Start of Data in this exercise
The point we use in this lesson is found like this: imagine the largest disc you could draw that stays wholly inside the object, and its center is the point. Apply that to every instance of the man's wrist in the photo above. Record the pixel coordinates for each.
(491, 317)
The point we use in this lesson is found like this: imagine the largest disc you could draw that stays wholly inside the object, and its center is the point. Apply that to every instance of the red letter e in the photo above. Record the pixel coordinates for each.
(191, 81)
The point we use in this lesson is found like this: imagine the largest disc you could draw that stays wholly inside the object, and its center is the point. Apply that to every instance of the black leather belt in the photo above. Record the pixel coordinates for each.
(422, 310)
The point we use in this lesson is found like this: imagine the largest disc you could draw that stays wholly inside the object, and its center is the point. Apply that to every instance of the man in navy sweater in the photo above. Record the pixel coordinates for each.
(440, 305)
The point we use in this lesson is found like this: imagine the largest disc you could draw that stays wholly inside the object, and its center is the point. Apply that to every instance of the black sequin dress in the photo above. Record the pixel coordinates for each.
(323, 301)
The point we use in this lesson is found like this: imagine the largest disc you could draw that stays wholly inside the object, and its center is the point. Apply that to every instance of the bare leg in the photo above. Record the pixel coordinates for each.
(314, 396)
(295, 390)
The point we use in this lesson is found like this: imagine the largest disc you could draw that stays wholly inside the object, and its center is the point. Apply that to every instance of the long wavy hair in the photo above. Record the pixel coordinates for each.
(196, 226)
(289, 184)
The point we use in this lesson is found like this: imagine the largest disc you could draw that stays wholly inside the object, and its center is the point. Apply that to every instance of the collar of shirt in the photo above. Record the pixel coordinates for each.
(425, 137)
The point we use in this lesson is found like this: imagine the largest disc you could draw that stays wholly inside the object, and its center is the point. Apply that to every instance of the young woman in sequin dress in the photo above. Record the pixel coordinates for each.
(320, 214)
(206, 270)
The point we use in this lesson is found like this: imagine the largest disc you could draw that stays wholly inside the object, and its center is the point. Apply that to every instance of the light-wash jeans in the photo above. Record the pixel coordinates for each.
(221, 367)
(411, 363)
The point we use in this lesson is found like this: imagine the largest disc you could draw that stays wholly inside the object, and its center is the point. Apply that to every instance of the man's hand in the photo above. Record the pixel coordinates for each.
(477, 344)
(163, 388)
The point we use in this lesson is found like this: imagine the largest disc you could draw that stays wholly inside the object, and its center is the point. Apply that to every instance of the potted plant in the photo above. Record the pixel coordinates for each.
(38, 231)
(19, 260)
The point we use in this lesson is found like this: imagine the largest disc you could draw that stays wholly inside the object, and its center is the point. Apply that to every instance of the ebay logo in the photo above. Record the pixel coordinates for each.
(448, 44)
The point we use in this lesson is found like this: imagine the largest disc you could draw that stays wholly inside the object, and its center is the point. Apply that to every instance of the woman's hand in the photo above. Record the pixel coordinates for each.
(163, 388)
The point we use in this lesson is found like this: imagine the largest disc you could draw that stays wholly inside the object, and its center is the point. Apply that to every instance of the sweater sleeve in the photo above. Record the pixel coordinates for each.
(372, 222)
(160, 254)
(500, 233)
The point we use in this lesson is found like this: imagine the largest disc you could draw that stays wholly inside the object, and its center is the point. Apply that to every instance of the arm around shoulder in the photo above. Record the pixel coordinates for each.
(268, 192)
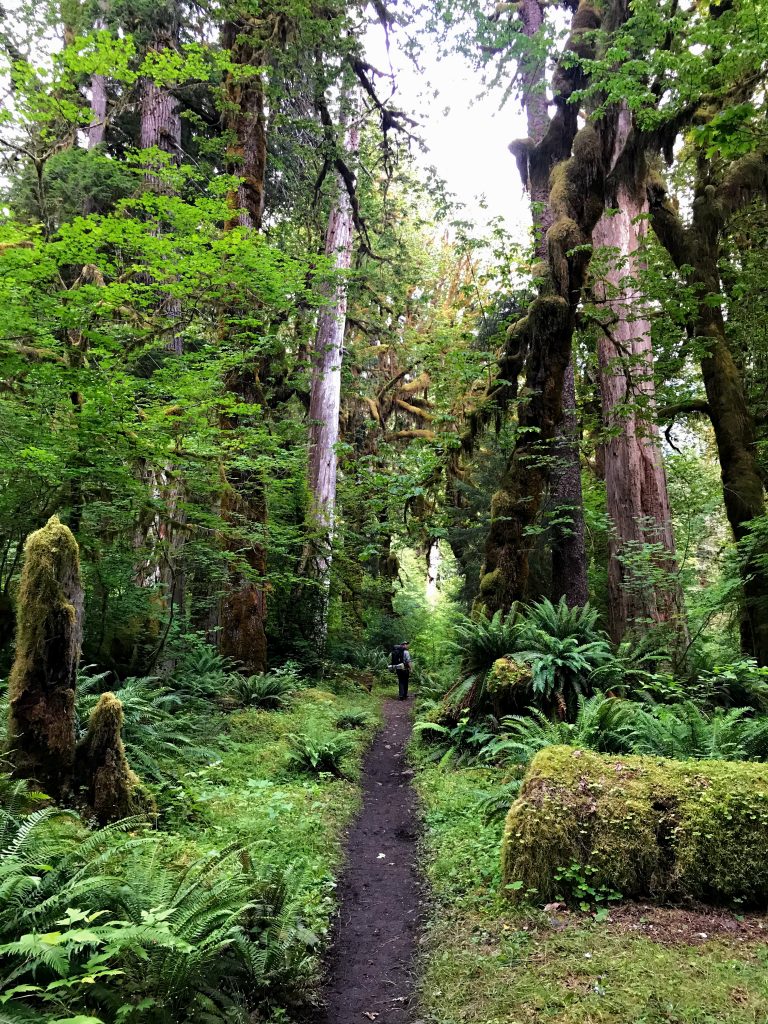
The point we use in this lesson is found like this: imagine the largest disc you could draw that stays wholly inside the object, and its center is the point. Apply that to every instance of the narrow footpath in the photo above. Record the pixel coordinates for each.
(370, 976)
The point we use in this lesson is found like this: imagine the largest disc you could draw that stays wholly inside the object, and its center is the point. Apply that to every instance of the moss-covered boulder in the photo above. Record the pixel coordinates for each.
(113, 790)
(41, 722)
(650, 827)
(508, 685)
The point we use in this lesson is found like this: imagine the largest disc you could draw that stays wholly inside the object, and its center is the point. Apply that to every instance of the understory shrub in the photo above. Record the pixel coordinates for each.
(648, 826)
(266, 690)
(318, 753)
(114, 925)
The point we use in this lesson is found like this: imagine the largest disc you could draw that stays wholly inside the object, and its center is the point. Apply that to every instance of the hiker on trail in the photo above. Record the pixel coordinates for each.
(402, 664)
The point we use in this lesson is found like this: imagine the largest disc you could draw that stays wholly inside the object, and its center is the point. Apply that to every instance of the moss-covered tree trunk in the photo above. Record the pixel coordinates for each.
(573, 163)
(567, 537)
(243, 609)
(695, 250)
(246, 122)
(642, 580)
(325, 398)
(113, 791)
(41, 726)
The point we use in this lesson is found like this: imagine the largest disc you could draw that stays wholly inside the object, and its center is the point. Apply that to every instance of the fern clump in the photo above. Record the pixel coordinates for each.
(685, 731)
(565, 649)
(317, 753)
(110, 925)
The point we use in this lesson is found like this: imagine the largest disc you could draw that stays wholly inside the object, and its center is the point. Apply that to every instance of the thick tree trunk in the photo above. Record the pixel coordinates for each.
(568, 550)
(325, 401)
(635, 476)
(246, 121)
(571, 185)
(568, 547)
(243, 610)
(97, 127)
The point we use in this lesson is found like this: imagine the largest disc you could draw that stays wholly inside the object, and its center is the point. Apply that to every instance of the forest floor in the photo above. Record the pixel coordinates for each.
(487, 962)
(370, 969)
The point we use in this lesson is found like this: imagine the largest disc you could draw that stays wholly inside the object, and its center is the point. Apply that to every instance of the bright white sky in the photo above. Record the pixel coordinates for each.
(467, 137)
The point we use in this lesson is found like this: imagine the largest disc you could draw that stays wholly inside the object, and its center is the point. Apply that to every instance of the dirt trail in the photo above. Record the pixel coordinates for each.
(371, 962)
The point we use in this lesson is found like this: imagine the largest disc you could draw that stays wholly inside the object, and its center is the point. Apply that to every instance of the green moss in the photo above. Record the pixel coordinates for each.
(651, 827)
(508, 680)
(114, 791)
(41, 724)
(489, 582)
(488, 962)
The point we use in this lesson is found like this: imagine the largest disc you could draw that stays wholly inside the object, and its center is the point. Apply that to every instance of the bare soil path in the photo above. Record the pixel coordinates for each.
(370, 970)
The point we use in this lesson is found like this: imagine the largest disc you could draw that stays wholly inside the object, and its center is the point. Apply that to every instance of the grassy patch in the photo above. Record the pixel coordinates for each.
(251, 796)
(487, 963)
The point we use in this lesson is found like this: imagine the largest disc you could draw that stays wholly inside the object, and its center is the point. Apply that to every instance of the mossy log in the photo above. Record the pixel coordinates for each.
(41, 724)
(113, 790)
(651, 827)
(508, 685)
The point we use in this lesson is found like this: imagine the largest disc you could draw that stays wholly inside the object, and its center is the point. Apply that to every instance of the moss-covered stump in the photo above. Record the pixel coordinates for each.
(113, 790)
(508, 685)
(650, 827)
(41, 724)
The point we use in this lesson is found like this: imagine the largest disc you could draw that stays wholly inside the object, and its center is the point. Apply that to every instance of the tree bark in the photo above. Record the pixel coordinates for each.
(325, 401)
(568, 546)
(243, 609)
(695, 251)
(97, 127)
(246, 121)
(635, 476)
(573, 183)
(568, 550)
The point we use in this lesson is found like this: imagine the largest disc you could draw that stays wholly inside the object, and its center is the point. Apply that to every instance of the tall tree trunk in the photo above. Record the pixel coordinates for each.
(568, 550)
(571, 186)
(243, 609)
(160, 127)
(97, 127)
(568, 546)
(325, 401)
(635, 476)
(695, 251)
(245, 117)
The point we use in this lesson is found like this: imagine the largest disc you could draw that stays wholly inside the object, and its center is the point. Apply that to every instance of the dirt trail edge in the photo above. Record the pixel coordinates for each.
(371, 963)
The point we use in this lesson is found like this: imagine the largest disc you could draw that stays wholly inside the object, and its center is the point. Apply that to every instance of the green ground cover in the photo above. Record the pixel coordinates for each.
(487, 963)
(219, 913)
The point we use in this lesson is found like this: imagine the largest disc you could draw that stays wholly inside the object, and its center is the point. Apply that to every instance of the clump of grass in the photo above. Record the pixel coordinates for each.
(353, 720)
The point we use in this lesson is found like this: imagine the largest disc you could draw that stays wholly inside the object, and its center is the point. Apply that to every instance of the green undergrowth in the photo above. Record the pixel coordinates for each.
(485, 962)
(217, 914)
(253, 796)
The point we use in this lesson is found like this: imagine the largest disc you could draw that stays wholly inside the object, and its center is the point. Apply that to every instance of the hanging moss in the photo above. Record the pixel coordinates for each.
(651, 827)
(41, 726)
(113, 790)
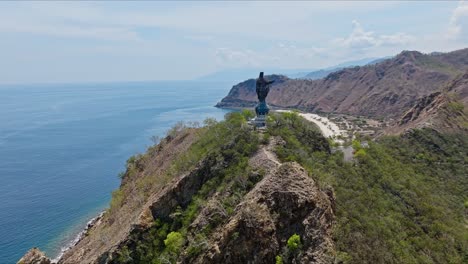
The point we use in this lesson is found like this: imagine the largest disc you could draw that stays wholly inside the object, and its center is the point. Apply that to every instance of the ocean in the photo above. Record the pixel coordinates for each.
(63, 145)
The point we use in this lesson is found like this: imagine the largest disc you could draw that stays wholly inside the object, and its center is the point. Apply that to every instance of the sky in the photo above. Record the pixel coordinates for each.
End of Data in this exercise
— Short exercise —
Quote only the lines that start at the line holding "the green ground" and end at the last line of the entries, including both of those lines, and omit every picture.

— Result of the exercise —
The point we use in this lesson is found like this: imagine the largest disc you could draw that stays wholly inside the object, and its center is the point. Apply that to every instance of the green ground cover in the photo above. Record the pixel coordinates for each.
(487, 963)
(219, 913)
The point we use in this lesson is found like this: imagine the largest disc you could draw that stays wholly inside the object, and its center is the point. Apply that to every instance of the clump of grass in the photo above. Record the pixel coordinates for each.
(353, 720)
The point we use in this lesson is found like this: imagine the largest disc you could draw that stays wholly inside the object, and its center is the point. Apply that to every instance of the green undergrowth in the photo above. Record the pixel coordinates for each.
(485, 962)
(217, 914)
(253, 796)
The point we use in this lesson is found like this: imagine the largest disc you could draw that stays wholly inside the object, and its center is the point. Apply that to every instance of the hanging moss in the photo above. Record the pixel coordinates for each.
(651, 827)
(41, 726)
(113, 790)
The point we use in this lesson is found like this: imagine the largest disc you could draw that stays wholly inside the object, and its center is the point. Apply that to every instance of the ocean in the photo above. Record the pixel coordinates for each.
(63, 145)
The point we use in this lesson is found like this: imagine the largest disc you could draw that stays wholly inside the object, and its center is the point. Apply that to every instance of the sky in the photo above. Record the pixel coordinates for each.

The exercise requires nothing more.